(Data entries)
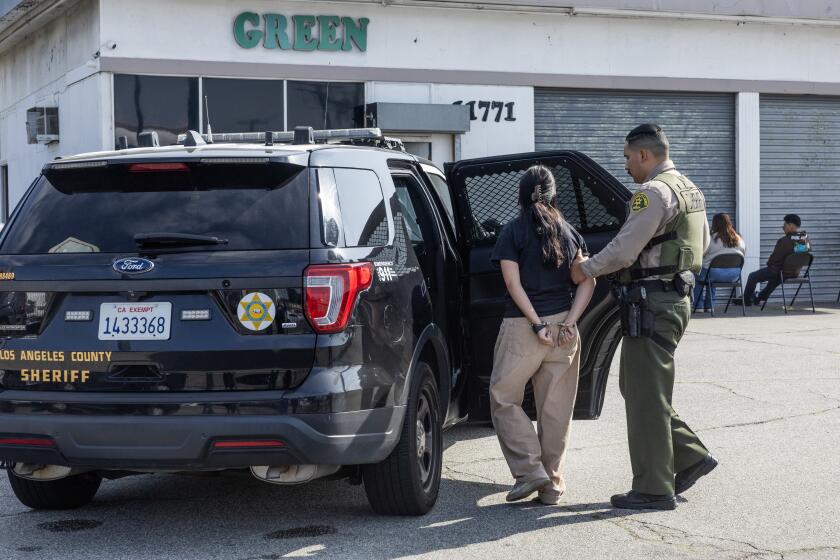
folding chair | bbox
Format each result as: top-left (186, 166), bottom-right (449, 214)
top-left (694, 253), bottom-right (747, 317)
top-left (761, 253), bottom-right (817, 315)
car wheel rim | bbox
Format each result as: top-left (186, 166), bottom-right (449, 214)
top-left (415, 391), bottom-right (437, 490)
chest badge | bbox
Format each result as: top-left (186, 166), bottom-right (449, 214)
top-left (630, 193), bottom-right (650, 212)
top-left (236, 292), bottom-right (276, 331)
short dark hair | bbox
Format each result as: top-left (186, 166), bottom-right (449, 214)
top-left (624, 123), bottom-right (669, 157)
top-left (785, 214), bottom-right (802, 227)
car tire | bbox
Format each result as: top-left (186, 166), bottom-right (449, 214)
top-left (8, 469), bottom-right (102, 509)
top-left (362, 362), bottom-right (443, 515)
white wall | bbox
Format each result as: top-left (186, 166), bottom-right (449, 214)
top-left (0, 0), bottom-right (104, 205)
top-left (102, 0), bottom-right (840, 87)
top-left (367, 82), bottom-right (534, 159)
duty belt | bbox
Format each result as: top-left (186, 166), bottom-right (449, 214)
top-left (630, 280), bottom-right (676, 292)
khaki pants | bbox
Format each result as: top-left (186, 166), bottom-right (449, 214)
top-left (490, 312), bottom-right (580, 493)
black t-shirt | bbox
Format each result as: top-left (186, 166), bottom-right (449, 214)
top-left (490, 215), bottom-right (589, 317)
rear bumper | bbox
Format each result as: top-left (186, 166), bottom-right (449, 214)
top-left (0, 406), bottom-right (405, 470)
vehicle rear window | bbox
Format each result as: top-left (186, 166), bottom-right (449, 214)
top-left (0, 163), bottom-right (309, 255)
top-left (465, 162), bottom-right (623, 242)
top-left (335, 168), bottom-right (388, 247)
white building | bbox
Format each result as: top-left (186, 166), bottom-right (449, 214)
top-left (0, 0), bottom-right (840, 300)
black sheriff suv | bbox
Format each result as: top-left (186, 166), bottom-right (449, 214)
top-left (0, 128), bottom-right (630, 515)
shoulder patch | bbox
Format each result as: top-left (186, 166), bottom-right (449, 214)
top-left (630, 192), bottom-right (650, 212)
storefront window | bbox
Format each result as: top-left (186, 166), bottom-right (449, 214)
top-left (202, 78), bottom-right (284, 132)
top-left (114, 74), bottom-right (365, 149)
top-left (286, 81), bottom-right (365, 130)
top-left (114, 74), bottom-right (199, 148)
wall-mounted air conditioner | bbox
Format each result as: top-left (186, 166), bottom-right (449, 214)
top-left (26, 107), bottom-right (58, 144)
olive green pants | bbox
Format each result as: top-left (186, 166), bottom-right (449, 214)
top-left (619, 292), bottom-right (709, 494)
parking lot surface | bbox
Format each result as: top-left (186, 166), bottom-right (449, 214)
top-left (0, 306), bottom-right (840, 560)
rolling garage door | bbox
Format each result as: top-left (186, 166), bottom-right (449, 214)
top-left (760, 95), bottom-right (840, 305)
top-left (534, 88), bottom-right (735, 221)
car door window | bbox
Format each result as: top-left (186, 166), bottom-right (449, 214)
top-left (394, 175), bottom-right (423, 251)
top-left (423, 170), bottom-right (458, 242)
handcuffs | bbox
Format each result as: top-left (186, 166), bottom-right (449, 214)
top-left (531, 322), bottom-right (577, 335)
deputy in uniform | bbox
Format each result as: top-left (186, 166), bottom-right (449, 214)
top-left (572, 124), bottom-right (717, 509)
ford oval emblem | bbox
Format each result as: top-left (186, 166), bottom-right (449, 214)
top-left (113, 257), bottom-right (155, 274)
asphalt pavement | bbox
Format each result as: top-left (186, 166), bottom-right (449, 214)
top-left (0, 306), bottom-right (840, 560)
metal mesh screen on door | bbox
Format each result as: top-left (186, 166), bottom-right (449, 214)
top-left (465, 165), bottom-right (621, 241)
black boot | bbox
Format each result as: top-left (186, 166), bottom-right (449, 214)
top-left (674, 453), bottom-right (718, 494)
top-left (610, 490), bottom-right (677, 509)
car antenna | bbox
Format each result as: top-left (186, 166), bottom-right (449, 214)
top-left (204, 95), bottom-right (213, 144)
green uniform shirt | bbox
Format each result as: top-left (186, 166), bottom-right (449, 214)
top-left (581, 160), bottom-right (710, 278)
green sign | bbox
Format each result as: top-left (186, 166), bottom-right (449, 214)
top-left (233, 12), bottom-right (370, 52)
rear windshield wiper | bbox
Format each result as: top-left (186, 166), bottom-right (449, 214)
top-left (134, 232), bottom-right (228, 248)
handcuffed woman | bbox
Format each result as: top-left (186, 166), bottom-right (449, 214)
top-left (490, 165), bottom-right (595, 505)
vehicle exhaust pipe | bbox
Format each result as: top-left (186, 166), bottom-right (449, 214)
top-left (12, 463), bottom-right (90, 482)
top-left (251, 465), bottom-right (341, 484)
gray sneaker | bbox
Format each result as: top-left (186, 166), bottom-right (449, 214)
top-left (534, 487), bottom-right (563, 506)
top-left (505, 477), bottom-right (551, 502)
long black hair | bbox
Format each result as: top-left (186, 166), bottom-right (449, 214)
top-left (519, 165), bottom-right (566, 268)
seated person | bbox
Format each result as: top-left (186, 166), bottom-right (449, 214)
top-left (744, 214), bottom-right (811, 305)
top-left (694, 214), bottom-right (747, 311)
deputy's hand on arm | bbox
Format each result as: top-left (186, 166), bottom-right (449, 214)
top-left (572, 257), bottom-right (588, 284)
top-left (499, 259), bottom-right (554, 346)
top-left (558, 249), bottom-right (595, 344)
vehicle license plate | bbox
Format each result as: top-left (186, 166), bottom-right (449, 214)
top-left (99, 302), bottom-right (172, 340)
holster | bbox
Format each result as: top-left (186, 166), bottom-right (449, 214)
top-left (671, 270), bottom-right (695, 297)
top-left (616, 284), bottom-right (656, 338)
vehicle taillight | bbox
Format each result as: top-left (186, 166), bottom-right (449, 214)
top-left (0, 292), bottom-right (52, 337)
top-left (304, 262), bottom-right (373, 334)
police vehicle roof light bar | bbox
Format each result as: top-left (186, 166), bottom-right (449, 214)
top-left (178, 127), bottom-right (402, 147)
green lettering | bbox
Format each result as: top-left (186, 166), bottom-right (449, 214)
top-left (263, 14), bottom-right (292, 50)
top-left (233, 12), bottom-right (263, 49)
top-left (318, 16), bottom-right (341, 51)
top-left (341, 17), bottom-right (370, 52)
top-left (292, 16), bottom-right (318, 51)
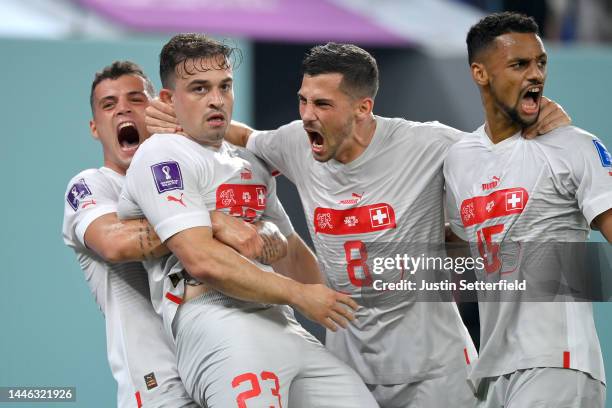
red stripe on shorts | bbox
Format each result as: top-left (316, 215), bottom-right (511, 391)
top-left (166, 292), bottom-right (183, 305)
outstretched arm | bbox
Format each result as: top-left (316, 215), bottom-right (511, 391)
top-left (166, 227), bottom-right (357, 331)
top-left (272, 233), bottom-right (323, 283)
top-left (523, 96), bottom-right (572, 139)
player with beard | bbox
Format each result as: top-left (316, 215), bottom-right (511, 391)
top-left (119, 34), bottom-right (377, 408)
top-left (147, 43), bottom-right (567, 408)
top-left (444, 13), bottom-right (612, 408)
top-left (63, 61), bottom-right (198, 408)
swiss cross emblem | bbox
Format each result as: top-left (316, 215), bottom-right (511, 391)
top-left (255, 187), bottom-right (266, 207)
top-left (219, 189), bottom-right (236, 207)
top-left (317, 213), bottom-right (333, 229)
top-left (344, 215), bottom-right (359, 227)
top-left (506, 190), bottom-right (524, 211)
top-left (370, 206), bottom-right (391, 228)
top-left (461, 203), bottom-right (476, 224)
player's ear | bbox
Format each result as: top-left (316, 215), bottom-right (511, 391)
top-left (159, 88), bottom-right (174, 105)
top-left (470, 62), bottom-right (489, 86)
top-left (89, 119), bottom-right (100, 140)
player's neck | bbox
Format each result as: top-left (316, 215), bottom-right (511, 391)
top-left (104, 158), bottom-right (127, 176)
top-left (485, 109), bottom-right (521, 144)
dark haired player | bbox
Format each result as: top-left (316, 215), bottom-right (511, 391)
top-left (63, 61), bottom-right (197, 408)
top-left (147, 39), bottom-right (566, 408)
top-left (120, 34), bottom-right (376, 408)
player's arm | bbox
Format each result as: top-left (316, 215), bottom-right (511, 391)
top-left (272, 232), bottom-right (323, 284)
top-left (85, 211), bottom-right (263, 263)
top-left (523, 96), bottom-right (572, 139)
top-left (85, 213), bottom-right (169, 262)
top-left (166, 227), bottom-right (357, 331)
top-left (592, 208), bottom-right (612, 242)
top-left (253, 221), bottom-right (288, 265)
top-left (145, 98), bottom-right (253, 147)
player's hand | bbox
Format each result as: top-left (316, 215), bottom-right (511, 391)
top-left (210, 211), bottom-right (264, 259)
top-left (293, 284), bottom-right (358, 332)
top-left (523, 96), bottom-right (572, 139)
top-left (145, 98), bottom-right (183, 134)
top-left (254, 221), bottom-right (288, 265)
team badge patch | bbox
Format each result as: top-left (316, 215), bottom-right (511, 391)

*What you need to do*.
Arrange the lines of the entries above as a numbered list, starting with the line containing "chest badge | bbox" and ending with the line containing "top-left (236, 292), bottom-right (276, 331)", both included. Leave out any blank lines.

*Task response*.
1. chest badge | bbox
2. Format each result as: top-left (186, 166), bottom-right (449, 214)
3. top-left (630, 193), bottom-right (650, 212)
4. top-left (236, 292), bottom-right (276, 331)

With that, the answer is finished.